[Source extract Boundary: Start]

In March 2017, the Constitutional Court of Croatia ruled that the current law which allows abortion on request does not violate the Constitution. However, it instructed the Parliament to make a new law in two years' time, in which preventive and educational measures will be included, aimed at making abortion exceptional.

=== Campaign Groups ===
Since 2014, 'Walk for Life' rallies have been held in Croatia, and in 2022, they held large anti-abortion protests. There have also been annual prayer vigils held by Catholic activists, '40 Days for Life' aiming to change women's minds on abortion.

==Procedure==
Abortions can only be performed by a physician in a hospital with a department of obstetrics or gynaecology, or in another authorized facility. Doctors have the right to conscientious objection. Girls under 16 must have parental authorization. Past the first 10 weeks, abortions must be approved by a Commission of First Instance, consisting of a gynaecologist, another physician, and a social worker or registered nurse. The commission can choose to approve the abortion if it is medically necessary to save the woman's life or preserve her health, whether during pregnancy or delivery or after delivery; if the child would likely be born with a serious congenital defect; or when the conception results from a criminal act, including rape and incest. The Commission's decision may be appealed to a Commission of Second Instance, whose decision is final. This procedure does not apply in situations where the woman's life or health is in immediate danger or the abortion has already started.

==Statistics==

The number of abortions (and live births) in Croatia between 1960 and 2011

As of 2010, Croatia had 4.7 abortions per 1000 women of childbearing age, lower than in most European countries. The highest percentage of abortion was recorded in the 1980s. In 1989, 49% of all pregnancies ended with an abortion. During the Croatian War of Independence and after it, that percentage fell dramatically and still kept falling in the following years.

Conscientious objection accounts for about 70% of physicians according to data from 2006. Right to conscientious objection is granted not only for physicians but also for other medical personnel.

In 2015, there were 2,992 recorded legal abortions in Croatia, a sharp decline comparing to 14,282 recorded in 1995.

==Public opinion==
A poll from 2008 showed that 50% of respondents do not approve abortion in the case in which a couple does not want more children. That was increased opposition compared to the same poll from 1999, when only 40% opposed. However, this poll was criticized by some for being suggestive.

In 2011, Bishop of Krk Valter Župan publicly called for abortion to be banned. In response, Nova TV had an opinion poll conducted, in which 67% of respondents in Croatia said they believe that the current abortion law should not be changed, while 23% supported a ban on abortions. Support for a ban was higher among women, and in the regions of Slavonia and Dalmatia.

[Source extract Boundary: End]
[Dataset records Boundary: Start]

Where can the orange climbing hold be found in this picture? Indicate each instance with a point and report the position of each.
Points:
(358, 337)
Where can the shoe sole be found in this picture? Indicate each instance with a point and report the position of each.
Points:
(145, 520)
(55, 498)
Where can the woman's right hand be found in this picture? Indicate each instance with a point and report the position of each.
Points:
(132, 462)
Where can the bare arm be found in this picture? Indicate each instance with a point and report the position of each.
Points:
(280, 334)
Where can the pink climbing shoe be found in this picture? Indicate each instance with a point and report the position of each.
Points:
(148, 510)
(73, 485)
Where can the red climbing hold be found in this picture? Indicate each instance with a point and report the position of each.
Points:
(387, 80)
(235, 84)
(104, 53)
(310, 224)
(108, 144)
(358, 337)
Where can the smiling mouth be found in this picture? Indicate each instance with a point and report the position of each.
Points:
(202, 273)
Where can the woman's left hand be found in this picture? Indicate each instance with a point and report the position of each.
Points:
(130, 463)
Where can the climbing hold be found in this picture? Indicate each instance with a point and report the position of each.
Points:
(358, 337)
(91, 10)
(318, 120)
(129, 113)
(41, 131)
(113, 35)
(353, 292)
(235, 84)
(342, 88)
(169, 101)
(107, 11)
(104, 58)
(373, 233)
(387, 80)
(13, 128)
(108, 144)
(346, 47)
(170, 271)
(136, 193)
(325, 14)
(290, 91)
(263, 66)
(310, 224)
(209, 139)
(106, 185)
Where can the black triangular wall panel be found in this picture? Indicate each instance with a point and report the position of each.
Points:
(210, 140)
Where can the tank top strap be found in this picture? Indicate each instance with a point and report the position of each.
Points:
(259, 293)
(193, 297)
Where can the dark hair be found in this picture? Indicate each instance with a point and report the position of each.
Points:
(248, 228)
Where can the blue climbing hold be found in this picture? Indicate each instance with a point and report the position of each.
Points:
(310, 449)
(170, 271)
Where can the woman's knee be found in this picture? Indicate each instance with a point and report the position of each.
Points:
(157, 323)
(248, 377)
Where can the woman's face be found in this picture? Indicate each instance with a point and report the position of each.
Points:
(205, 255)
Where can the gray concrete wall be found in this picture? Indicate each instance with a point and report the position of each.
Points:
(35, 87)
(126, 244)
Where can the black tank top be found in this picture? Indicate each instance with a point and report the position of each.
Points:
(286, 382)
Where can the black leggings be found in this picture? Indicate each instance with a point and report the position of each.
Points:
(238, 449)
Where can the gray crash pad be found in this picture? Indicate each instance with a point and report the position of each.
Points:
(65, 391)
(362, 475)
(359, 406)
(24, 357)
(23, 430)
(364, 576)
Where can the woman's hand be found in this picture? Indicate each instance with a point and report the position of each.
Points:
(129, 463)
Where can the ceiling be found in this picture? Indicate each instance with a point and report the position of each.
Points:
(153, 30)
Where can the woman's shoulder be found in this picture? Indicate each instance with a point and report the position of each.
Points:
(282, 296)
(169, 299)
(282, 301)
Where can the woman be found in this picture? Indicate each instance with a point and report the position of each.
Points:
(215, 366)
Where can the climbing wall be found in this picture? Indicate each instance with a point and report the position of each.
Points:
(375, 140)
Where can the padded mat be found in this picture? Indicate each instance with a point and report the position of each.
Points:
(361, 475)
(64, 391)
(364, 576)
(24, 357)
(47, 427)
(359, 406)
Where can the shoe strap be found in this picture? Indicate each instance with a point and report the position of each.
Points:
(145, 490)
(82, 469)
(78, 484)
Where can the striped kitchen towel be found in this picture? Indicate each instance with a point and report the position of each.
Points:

[Dataset records Boundary: End]

▸ **Required actions**
- 1) Using the Croatia abortion text, say whether each statement agrees with it, and quote the deciding words for each: (a) girls under 16 need parental authorization for an abortion; (b) in 1989, 40% of all pregnancies ended with an abortion; (c) a decision of the Commission of Second Instance can be appealed further.
- 2) From the Croatia abortion text, quote the passage starting at "Conscientious objection accounts" and ending at "recorded in 1995.".
The material has no connection to the Croatia abortion text.

▸ **Results of the exercise**
- 1)
(a) Yes: "Girls under 16 must have parental authorization."
(b) No: "In 1989, 49% of all pregnancies ended with an abortion."
(c) No: "The Commission's decision may be appealed to a Commission of Second Instance, whose decision is final."

- 2)
Conscientious objection accounts for about 70% of physicians according to data from 2006. Right to conscientious objection is granted not only for physicians but also for other medical personnel.

In 2015, there were 2,992 recorded legal abortions in Croatia, a sharp decline comparing to 14,282 recorded in 1995.